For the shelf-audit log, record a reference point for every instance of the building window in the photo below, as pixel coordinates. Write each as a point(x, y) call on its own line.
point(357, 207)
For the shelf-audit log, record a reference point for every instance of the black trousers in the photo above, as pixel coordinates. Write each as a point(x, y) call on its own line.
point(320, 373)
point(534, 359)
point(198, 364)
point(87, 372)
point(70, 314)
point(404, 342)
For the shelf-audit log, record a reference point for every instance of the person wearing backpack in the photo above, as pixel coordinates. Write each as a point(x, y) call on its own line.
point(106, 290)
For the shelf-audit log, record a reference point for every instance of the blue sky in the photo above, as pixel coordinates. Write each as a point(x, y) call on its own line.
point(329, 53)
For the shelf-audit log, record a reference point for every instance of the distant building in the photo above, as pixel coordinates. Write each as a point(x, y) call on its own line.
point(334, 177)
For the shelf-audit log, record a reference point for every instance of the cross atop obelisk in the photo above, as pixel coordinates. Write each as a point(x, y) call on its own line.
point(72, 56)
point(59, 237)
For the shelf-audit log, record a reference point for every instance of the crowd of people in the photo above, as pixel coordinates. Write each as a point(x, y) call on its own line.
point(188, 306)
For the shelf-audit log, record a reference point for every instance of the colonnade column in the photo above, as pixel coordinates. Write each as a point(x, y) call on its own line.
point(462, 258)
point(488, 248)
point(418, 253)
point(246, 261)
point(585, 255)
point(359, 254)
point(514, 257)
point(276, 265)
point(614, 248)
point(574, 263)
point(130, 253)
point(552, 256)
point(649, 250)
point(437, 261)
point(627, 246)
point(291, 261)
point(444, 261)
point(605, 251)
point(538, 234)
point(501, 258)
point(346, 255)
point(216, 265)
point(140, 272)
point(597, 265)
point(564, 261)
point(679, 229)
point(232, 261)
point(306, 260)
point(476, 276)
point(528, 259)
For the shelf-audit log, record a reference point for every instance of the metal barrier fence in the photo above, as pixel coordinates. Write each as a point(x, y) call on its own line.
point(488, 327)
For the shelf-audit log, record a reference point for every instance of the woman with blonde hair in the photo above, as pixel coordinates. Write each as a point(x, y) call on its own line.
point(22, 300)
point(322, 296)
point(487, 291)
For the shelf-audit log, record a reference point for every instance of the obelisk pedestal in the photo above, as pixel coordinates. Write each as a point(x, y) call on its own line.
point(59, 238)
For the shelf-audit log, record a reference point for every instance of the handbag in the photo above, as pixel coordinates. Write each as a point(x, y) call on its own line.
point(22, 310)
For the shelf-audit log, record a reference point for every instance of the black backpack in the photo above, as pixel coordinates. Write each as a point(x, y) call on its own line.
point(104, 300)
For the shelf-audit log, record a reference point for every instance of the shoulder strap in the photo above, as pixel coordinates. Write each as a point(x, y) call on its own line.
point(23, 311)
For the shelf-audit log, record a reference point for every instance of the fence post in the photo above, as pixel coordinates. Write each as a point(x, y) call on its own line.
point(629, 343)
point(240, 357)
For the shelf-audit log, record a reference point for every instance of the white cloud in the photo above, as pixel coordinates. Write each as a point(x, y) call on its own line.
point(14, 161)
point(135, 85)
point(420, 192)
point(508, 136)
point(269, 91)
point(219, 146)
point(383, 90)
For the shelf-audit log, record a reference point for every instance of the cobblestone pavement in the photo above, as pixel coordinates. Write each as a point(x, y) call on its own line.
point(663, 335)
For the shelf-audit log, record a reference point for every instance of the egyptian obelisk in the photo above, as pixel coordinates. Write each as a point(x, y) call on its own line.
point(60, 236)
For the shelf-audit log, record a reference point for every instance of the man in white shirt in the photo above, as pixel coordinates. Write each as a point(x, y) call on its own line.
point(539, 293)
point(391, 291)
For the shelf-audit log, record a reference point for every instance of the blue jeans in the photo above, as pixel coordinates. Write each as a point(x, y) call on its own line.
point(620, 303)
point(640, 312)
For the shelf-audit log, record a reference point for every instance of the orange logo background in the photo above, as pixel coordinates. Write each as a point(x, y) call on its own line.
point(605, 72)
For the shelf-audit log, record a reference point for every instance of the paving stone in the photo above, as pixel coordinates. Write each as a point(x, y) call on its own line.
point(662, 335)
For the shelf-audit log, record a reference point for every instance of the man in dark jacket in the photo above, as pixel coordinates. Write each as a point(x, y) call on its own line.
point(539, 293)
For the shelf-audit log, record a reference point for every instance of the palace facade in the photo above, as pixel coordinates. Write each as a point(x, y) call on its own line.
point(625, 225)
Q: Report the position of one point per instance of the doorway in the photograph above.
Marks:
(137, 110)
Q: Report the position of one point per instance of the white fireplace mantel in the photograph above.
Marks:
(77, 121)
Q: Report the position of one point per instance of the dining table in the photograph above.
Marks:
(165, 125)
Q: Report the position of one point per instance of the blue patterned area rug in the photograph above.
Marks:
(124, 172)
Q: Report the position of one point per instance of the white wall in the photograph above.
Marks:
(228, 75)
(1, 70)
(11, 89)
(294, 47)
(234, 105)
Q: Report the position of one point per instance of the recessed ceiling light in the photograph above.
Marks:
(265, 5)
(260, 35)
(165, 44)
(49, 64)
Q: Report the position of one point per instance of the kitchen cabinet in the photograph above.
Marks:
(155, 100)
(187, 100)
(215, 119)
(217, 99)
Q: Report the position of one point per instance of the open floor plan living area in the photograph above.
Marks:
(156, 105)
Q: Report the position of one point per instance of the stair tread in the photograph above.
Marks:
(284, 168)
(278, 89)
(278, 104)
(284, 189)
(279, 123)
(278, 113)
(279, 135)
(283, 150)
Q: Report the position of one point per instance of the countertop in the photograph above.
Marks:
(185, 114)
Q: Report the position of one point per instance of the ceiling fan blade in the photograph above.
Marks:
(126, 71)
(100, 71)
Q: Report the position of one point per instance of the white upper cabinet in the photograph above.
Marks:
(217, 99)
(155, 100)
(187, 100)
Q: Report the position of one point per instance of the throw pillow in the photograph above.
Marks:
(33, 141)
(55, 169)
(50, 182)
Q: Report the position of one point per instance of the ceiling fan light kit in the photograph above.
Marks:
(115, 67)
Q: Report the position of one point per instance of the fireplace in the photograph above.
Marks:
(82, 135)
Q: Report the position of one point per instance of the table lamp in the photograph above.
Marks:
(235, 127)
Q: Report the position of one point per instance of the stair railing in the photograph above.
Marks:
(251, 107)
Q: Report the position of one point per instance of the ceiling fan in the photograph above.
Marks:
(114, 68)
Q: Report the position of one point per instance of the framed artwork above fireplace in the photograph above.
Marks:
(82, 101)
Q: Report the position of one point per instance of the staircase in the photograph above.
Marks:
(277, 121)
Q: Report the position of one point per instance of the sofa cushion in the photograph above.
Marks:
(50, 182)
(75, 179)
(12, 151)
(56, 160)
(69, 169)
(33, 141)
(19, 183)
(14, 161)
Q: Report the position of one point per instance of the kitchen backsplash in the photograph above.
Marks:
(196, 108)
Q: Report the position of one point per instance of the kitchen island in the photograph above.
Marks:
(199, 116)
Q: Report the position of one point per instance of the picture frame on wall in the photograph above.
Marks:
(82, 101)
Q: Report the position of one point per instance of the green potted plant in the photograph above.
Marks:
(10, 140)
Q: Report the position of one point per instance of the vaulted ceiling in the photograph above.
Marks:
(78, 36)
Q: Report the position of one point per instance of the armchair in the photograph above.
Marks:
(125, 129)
========================================
- Goal -
Rewrite the records from their first line through the line that contains "point(59, 237)", with both ends included, changing "pixel coordinates" to "image coordinates" and leaving everything else unchanged.

- Completed task -
For the shelf-audit log, record a reference point for every instance of the building window in the photo below, as image coordinates. Write each as a point(x, y) call on its own line.
point(357, 207)
For the shelf-audit log, record a reference point for every instance of the black trousers in the photo above, as image coordinates. Write each as a point(x, y) call on its own line.
point(320, 373)
point(534, 359)
point(198, 364)
point(87, 372)
point(70, 314)
point(404, 342)
For the shelf-audit log, record a reference point for every instance of the person wearing backpack in the photo above, as image coordinates. Write each as a point(x, y) call on its own line.
point(106, 290)
For the shelf-audit log, record a reference point for every instance of the blue sky in the photo above, as image coordinates. Write each as a point(x, y) call on its own line.
point(329, 53)
For the shelf-audit log, record a reference point for every instance of the distant building in the photo above, as image coordinates. Write each as a point(x, y) call on its own line.
point(334, 177)
For the shelf-audit log, record a reference point for every instance of the cross atop obelisk in the photo above, as image coordinates. Write each as a point(x, y) call on its own line.
point(72, 56)
point(59, 237)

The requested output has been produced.